→ Task brief:
Every line from the one containing "locate ear -- one point per instance" through the end of the listing below must be given again exactly, and nothing else; exclude pictures.

----- Data supplied

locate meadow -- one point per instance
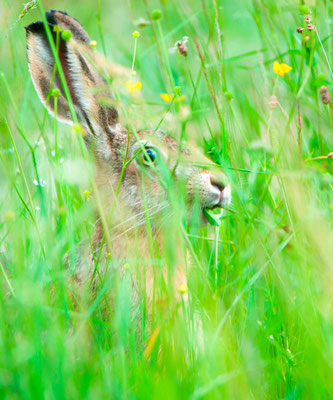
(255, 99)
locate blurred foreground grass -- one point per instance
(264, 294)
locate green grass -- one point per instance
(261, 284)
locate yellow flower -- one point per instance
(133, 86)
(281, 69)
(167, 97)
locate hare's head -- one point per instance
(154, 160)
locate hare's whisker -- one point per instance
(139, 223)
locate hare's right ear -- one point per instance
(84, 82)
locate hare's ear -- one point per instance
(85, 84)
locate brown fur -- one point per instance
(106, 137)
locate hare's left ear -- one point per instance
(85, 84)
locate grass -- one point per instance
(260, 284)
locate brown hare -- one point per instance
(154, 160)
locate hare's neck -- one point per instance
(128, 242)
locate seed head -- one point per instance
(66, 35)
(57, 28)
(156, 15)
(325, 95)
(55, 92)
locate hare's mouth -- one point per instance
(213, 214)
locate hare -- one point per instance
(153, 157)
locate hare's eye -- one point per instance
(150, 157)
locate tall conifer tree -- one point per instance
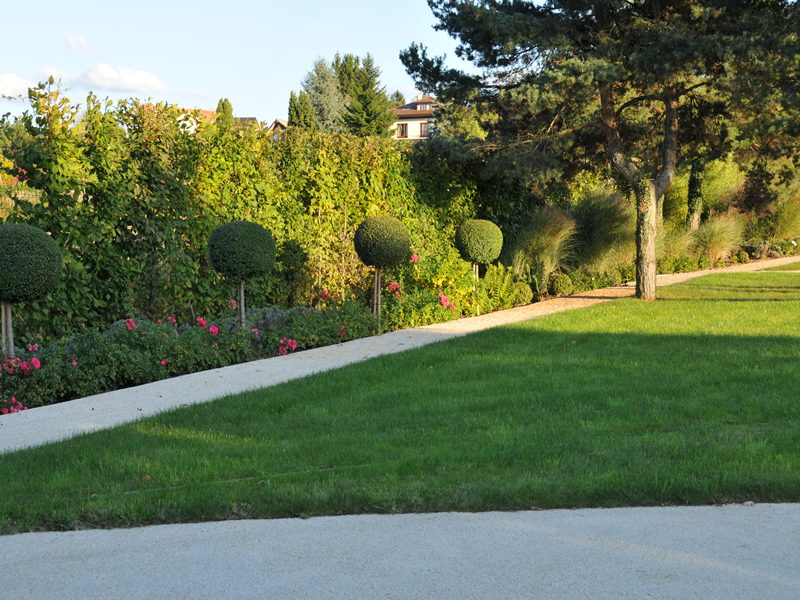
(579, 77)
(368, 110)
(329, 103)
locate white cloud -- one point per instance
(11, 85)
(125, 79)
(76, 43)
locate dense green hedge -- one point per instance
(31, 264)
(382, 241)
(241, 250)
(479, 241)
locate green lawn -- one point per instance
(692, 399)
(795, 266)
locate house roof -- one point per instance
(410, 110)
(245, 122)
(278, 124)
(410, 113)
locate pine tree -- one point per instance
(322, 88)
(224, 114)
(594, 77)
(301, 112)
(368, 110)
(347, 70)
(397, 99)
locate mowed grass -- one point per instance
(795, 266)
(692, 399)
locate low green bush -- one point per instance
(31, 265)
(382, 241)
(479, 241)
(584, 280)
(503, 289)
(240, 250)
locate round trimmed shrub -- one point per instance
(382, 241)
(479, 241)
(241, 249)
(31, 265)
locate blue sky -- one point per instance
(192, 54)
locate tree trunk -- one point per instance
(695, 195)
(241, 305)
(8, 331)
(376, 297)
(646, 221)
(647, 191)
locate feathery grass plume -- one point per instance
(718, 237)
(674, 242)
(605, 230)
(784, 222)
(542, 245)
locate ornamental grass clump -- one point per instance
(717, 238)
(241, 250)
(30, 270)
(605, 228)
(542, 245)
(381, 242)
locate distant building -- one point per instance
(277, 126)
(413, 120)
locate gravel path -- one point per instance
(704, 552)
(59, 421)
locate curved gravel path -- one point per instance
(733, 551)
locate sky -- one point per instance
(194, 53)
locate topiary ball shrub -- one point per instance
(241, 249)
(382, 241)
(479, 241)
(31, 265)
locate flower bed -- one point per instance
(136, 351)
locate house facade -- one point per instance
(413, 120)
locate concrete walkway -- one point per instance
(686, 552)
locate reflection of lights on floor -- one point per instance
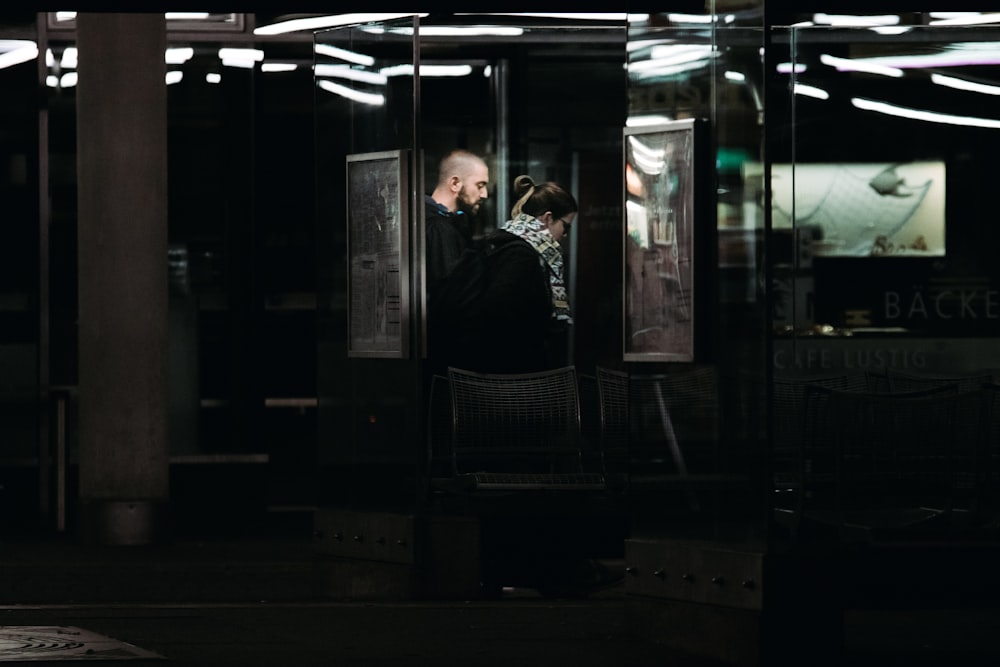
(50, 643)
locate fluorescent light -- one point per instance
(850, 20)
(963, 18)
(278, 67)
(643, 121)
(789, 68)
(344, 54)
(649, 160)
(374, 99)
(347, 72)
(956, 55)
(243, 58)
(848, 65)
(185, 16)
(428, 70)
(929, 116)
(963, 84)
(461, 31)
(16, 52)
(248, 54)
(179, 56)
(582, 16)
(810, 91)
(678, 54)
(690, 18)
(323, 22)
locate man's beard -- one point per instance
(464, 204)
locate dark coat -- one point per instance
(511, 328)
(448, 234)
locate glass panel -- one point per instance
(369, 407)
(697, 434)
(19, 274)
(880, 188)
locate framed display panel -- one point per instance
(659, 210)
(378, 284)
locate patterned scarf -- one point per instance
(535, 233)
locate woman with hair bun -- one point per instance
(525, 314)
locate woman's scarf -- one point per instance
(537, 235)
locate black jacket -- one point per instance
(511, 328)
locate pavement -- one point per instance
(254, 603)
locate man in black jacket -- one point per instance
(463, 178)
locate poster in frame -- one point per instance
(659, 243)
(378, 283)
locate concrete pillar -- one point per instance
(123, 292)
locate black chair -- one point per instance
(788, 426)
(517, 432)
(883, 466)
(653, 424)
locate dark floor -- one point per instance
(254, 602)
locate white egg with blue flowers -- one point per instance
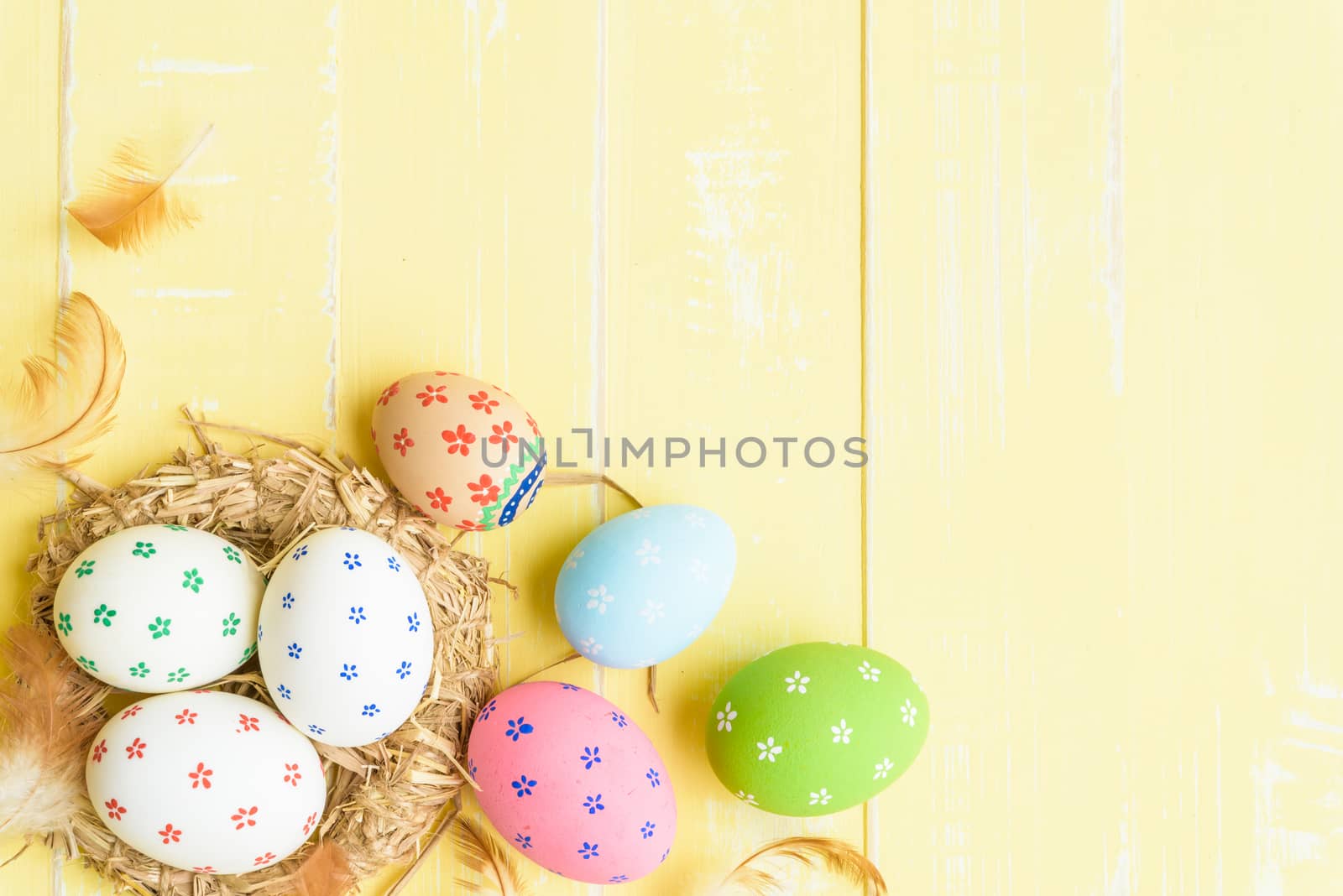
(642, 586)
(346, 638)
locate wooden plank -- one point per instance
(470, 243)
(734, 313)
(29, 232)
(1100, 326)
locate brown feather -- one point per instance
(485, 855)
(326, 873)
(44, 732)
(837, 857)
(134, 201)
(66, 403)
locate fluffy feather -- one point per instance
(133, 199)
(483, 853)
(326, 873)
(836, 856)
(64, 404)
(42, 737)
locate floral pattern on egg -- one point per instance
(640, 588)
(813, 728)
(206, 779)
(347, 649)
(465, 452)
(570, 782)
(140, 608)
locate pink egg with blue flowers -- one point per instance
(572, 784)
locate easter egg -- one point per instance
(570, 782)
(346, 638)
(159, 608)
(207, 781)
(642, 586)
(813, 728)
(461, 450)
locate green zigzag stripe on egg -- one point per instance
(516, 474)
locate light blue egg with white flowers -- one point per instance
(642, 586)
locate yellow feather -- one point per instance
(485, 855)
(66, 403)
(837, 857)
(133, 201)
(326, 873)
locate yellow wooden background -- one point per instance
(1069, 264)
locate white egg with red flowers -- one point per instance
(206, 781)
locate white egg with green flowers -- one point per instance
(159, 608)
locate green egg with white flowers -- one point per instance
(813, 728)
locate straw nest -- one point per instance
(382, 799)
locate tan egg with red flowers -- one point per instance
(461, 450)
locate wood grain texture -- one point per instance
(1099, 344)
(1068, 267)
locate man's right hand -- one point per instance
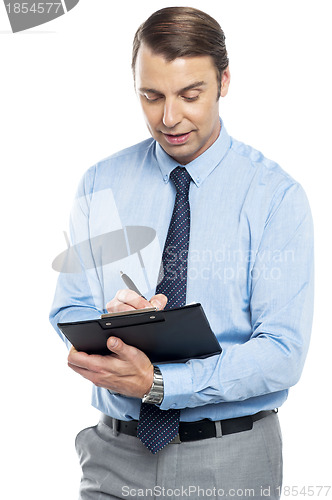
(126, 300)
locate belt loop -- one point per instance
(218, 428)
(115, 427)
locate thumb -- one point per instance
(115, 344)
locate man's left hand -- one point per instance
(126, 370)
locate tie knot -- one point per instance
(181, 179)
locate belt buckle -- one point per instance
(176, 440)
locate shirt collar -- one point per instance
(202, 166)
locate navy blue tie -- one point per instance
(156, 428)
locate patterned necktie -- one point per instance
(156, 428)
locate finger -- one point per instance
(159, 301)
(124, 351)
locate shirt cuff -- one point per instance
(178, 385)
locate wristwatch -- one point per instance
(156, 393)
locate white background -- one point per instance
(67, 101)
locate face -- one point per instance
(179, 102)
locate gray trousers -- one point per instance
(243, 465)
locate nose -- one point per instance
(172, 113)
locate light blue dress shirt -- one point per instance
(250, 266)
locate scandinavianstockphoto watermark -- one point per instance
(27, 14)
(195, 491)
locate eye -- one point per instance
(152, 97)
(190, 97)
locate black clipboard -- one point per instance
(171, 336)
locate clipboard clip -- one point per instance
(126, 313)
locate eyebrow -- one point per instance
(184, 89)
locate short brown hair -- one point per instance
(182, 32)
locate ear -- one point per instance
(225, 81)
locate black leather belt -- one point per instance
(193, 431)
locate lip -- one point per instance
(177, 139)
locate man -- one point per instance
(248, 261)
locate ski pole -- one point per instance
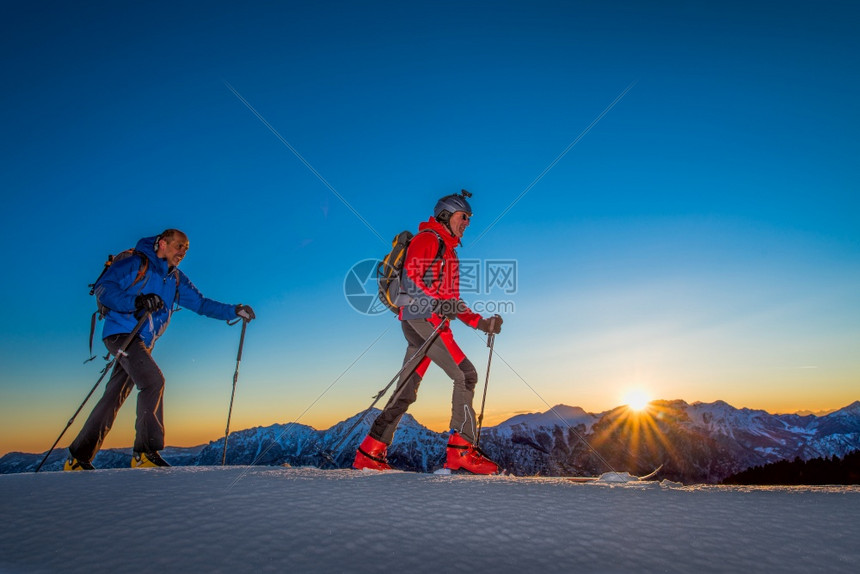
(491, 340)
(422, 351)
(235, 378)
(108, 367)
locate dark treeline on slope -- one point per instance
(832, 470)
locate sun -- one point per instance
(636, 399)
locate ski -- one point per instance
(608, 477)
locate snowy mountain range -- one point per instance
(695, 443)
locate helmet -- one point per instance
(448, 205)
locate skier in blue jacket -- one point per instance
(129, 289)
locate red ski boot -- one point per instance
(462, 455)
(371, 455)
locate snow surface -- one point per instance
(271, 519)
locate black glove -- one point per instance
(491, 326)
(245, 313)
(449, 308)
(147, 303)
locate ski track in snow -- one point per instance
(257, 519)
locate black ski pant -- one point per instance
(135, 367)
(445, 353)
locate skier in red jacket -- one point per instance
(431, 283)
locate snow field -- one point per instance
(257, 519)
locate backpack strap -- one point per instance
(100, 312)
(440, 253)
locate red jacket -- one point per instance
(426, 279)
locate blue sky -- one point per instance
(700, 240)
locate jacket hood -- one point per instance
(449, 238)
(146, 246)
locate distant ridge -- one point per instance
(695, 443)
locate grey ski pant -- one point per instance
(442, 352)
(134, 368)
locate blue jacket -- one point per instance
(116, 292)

----------

→ The solution:
locate ear -- one point per instance
(225, 81)
locate black leather belt -- one point per instance
(193, 431)
locate lip -- one point per instance
(177, 139)
locate man -- one point per instance
(248, 261)
locate ski pole -- one point per instance
(491, 340)
(422, 351)
(235, 378)
(108, 367)
locate dark treeline on slope -- one point per instance
(832, 470)
locate sun -- one point per instance
(636, 399)
locate ski -- one point per instance
(608, 477)
locate snowy mountain range -- one point per instance
(695, 443)
locate helmet -- one point per instance
(448, 205)
locate skier in blue jacket -- one point per instance
(129, 289)
locate red ski boot -- one point per instance
(462, 455)
(371, 455)
locate snow surface -- one point per instance
(271, 519)
locate black glove -- one point per instance
(491, 326)
(245, 313)
(449, 308)
(147, 303)
locate ski track in snow -- one point per instance
(257, 519)
locate black ski pant -- one point per instance
(135, 367)
(445, 353)
locate skier in red jacket -- one point per instance
(431, 283)
locate snow field -- one point per instance
(257, 519)
locate backpack strap -- one point per instance
(100, 312)
(440, 253)
locate red jacket -- one point per instance
(426, 279)
locate blue sky -- one point per instance
(700, 240)
locate jacket hood -- one point per instance
(449, 238)
(146, 246)
locate distant ridge -- one point per instance
(695, 443)
locate grey ski pant -- one point per instance
(442, 352)
(134, 368)
locate blue jacket -- one point per instance
(116, 292)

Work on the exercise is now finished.